In the review of The Pluralist Imagination, which chapter examines the work of Charles Eastman and Zitkala-Ša?

Document segment:
────────────────────────────────────────

Julianne Newmark’s The Pluralist Imagination: From East to West in American Literature offers a refreshing look at narratives of American national identity formation by examining works by leftist, ethnic, and indigenous writers during several decades informed by growing nativism (1899–1933), an exclusionary race-based ideology. The authors whose works she chooses as case studies in an introduction, three chapters, and a conclusion—James Weldon Johnson, Paul Laurence Dunbar, Abraham Cahan, D. H. Lawrence, Konrad Bercovici, Mabel Dodge Luhan, Charles Alexander Eastman, and Zitkala-Ša (Gertrude Bonnin)—propose alternative models of belonging in America, taking to task a question many writers and thinkers have confronted since the early Republic: What does it mean to be a “native” American? The topic is compelling and relevant to both scholarly conversations today [End Page 128] and popular contemporary episodes of resurgent nativism (such as the debates over immigration or Native sovereignty).

Of interest to sail readers will be especially chapter 3, “Transnational Pluralism and Native Sovereignty,” which examines the work of Charles Eastman and Zitkala-Ša as Native writers situated “simultaneously in their home communities and among a transnationally conceived ‘American people’” (66). Consistent with Newmark’s argument throughout the book, this chapter shows persuasively Zitkala-Ša and Eastman as pluralist counternativist writers and political activists, pointing especially to their respective roles in land protection. Working against limiting nativist concepts of “America,” Newmark shows, Eastman and Zitkala-Ša used what she calls a “pluralist rhetoric” and references to place to withstand—through their writing and oratory—early twentieth-century race-based nativist nationalism and its relegation of Native people to the margins of society. Focusing on land and place instead of race in their literary and political work, Newmark argues, pan-Indian activists Eastman and Bonnin “maintained a sovereign sense of Native rectitude, particularly regarding land rights, alongside a firm sense of American peoplehood” (69). With a careful eye toward their activist and political work, as well as the audience they were addressing in the 1910s and 1920s, Newmark carefully delineates what she calls “their simultaneous bonds to at least two patriae” (71). Reading place identity as foundational to American identity, she foregrounds Eastman’s and Bonnin’s multiple, transnational allegiances to multiple communities, Native and non-Native, to offer a different model of belonging “in many places at once” (72).

────────────────────────────────────────

[Object position labeling entries]
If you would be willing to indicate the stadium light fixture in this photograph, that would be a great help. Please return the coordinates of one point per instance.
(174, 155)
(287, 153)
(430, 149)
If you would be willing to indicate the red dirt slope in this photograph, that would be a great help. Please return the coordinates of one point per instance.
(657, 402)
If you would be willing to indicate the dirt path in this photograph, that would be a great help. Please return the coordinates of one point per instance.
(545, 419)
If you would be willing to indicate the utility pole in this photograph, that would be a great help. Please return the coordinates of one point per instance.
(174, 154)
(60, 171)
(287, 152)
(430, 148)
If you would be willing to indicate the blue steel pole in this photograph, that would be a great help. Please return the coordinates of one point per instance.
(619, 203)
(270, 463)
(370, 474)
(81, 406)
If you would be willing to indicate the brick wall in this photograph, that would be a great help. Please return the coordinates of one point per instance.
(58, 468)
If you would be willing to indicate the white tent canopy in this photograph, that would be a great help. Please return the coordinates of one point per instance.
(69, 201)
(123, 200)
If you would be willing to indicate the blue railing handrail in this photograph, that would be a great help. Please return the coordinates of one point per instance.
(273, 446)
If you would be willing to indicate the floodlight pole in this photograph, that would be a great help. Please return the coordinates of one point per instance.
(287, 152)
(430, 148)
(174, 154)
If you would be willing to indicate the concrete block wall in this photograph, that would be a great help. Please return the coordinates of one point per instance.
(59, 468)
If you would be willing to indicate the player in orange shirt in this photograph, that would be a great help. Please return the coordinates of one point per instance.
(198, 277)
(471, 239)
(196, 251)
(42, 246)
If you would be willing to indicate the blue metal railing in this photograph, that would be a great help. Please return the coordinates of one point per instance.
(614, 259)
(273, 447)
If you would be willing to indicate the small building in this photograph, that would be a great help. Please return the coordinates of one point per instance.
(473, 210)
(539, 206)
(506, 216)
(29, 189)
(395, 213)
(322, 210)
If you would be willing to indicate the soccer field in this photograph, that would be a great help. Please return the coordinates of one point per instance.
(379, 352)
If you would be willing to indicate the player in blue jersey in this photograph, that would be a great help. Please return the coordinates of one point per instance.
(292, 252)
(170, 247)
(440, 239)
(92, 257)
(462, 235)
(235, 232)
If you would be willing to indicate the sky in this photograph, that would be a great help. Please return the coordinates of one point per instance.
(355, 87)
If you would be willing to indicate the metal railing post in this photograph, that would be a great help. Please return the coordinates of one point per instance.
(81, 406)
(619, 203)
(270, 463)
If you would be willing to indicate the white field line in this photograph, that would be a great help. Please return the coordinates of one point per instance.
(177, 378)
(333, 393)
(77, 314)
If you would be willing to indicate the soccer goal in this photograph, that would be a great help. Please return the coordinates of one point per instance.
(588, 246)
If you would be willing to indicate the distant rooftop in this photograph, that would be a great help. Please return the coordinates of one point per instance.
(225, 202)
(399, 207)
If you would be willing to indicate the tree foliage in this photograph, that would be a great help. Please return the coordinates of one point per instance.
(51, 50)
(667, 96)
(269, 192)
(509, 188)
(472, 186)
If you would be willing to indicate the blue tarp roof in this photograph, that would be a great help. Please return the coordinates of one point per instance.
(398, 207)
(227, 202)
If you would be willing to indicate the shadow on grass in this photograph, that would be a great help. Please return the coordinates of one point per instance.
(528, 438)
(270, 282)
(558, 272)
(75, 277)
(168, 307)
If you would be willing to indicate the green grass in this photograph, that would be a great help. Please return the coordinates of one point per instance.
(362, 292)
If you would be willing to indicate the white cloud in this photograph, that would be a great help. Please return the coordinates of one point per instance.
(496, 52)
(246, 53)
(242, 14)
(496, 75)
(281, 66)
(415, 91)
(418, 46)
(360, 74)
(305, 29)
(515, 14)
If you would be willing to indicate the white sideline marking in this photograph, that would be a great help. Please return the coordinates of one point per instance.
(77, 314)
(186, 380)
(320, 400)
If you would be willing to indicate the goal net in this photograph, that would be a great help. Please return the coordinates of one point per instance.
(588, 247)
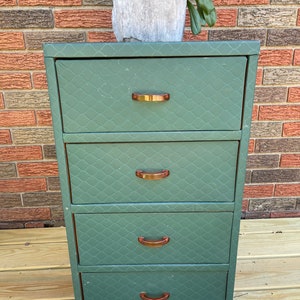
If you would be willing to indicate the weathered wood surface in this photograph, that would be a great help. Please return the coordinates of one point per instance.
(149, 20)
(34, 263)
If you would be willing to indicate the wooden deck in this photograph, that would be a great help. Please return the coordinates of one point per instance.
(34, 262)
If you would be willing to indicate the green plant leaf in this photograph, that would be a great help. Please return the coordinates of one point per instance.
(211, 18)
(195, 18)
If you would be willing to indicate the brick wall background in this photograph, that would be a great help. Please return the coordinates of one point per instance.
(29, 186)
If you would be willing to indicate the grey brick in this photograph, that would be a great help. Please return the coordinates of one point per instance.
(274, 204)
(53, 184)
(35, 40)
(9, 200)
(277, 145)
(7, 170)
(282, 76)
(262, 161)
(49, 151)
(238, 34)
(285, 2)
(266, 129)
(42, 199)
(267, 17)
(270, 94)
(35, 18)
(27, 100)
(98, 2)
(33, 136)
(276, 175)
(283, 37)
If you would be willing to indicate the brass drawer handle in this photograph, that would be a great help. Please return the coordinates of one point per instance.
(154, 243)
(152, 175)
(150, 97)
(164, 296)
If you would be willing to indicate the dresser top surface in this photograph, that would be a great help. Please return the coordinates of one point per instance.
(137, 49)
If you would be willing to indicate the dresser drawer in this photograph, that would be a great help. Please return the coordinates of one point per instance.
(198, 171)
(206, 93)
(180, 285)
(193, 238)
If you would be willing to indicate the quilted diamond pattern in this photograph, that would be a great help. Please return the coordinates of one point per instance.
(206, 94)
(199, 171)
(194, 238)
(180, 285)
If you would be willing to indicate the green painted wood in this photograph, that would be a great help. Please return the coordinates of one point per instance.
(162, 136)
(205, 94)
(225, 129)
(180, 285)
(113, 238)
(199, 171)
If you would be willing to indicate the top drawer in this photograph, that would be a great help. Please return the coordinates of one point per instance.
(206, 93)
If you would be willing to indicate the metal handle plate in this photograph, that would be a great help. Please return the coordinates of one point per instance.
(152, 175)
(164, 296)
(154, 243)
(150, 97)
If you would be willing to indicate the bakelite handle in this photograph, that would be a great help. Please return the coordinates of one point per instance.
(150, 97)
(152, 175)
(154, 243)
(164, 296)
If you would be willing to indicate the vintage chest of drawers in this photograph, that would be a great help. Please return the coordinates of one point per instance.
(152, 142)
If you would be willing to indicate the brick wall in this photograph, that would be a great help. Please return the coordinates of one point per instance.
(29, 187)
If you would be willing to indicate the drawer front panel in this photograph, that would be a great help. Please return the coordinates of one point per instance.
(198, 171)
(193, 238)
(205, 93)
(180, 285)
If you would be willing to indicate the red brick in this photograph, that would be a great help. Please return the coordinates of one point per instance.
(259, 76)
(44, 118)
(38, 169)
(49, 2)
(24, 214)
(291, 129)
(12, 41)
(40, 81)
(17, 118)
(251, 146)
(286, 190)
(1, 101)
(15, 81)
(8, 2)
(255, 112)
(88, 18)
(290, 161)
(245, 205)
(258, 191)
(23, 185)
(226, 18)
(27, 61)
(279, 112)
(102, 36)
(294, 94)
(297, 58)
(285, 214)
(240, 2)
(21, 153)
(5, 137)
(275, 57)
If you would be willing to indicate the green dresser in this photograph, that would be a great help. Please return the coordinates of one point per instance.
(152, 142)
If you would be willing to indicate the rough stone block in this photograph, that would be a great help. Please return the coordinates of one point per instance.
(35, 40)
(267, 17)
(35, 18)
(270, 94)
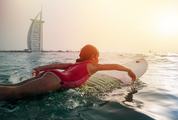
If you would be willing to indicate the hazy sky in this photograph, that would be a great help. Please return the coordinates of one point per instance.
(111, 25)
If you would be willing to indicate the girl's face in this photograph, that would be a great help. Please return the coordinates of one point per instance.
(95, 59)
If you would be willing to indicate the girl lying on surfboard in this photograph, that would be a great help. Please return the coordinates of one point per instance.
(48, 78)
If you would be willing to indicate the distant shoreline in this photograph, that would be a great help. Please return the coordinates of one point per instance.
(37, 51)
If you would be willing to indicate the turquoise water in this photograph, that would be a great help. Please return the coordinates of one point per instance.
(156, 98)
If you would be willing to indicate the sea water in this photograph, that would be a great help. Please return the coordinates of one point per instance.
(157, 96)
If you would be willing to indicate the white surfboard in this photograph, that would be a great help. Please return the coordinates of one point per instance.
(138, 66)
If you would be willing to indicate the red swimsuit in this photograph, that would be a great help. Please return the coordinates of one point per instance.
(74, 76)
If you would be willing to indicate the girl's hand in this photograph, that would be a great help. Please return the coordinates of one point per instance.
(132, 75)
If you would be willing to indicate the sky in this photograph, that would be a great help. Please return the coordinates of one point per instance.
(111, 25)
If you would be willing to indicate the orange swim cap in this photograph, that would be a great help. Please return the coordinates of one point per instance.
(86, 52)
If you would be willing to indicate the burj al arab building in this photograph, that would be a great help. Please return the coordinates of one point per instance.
(35, 34)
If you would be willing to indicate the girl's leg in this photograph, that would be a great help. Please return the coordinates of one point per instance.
(38, 85)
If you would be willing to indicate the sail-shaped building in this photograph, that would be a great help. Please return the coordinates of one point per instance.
(35, 34)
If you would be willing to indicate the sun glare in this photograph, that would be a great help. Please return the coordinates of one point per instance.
(167, 23)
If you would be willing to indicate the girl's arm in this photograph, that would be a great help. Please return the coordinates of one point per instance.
(62, 66)
(99, 67)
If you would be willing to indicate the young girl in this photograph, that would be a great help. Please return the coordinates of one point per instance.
(48, 78)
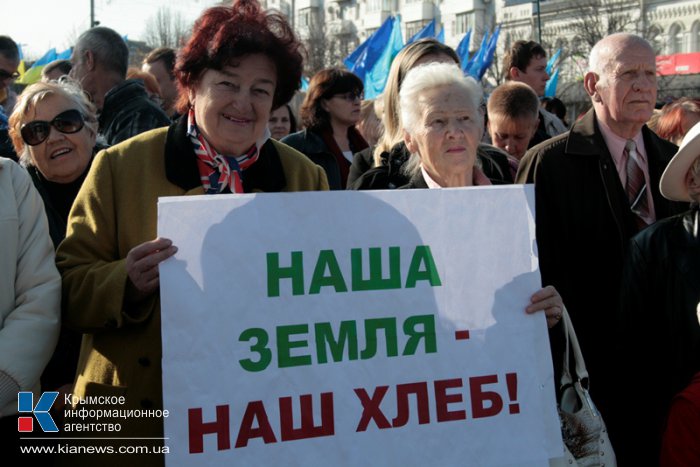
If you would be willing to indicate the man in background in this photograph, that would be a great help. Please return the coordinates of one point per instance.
(526, 62)
(161, 64)
(99, 63)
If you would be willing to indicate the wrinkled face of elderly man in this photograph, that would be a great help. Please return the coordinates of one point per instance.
(623, 83)
(446, 133)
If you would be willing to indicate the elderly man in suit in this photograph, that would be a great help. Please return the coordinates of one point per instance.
(595, 187)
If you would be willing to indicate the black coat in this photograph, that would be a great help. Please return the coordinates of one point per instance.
(127, 112)
(583, 226)
(659, 330)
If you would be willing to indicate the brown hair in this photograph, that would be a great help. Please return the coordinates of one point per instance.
(324, 85)
(513, 100)
(519, 56)
(149, 81)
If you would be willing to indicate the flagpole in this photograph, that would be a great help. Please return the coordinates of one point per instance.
(539, 24)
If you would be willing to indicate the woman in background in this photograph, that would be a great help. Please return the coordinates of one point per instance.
(329, 113)
(282, 122)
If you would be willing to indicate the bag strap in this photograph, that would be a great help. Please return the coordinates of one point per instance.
(572, 344)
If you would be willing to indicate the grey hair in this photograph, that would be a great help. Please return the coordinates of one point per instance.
(36, 93)
(606, 50)
(108, 48)
(426, 77)
(430, 76)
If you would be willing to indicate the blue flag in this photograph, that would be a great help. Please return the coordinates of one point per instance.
(550, 89)
(373, 50)
(463, 50)
(375, 80)
(65, 55)
(490, 50)
(427, 31)
(476, 62)
(552, 61)
(350, 60)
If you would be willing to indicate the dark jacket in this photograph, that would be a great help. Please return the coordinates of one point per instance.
(583, 225)
(311, 144)
(127, 112)
(389, 175)
(659, 329)
(361, 162)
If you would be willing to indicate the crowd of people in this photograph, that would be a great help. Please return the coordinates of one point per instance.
(89, 149)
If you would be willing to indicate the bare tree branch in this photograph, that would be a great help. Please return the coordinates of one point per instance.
(166, 29)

────────────────────────────────────────

Solution below: Chapter 3, "Transnational Pluralism and Native Sovereignty."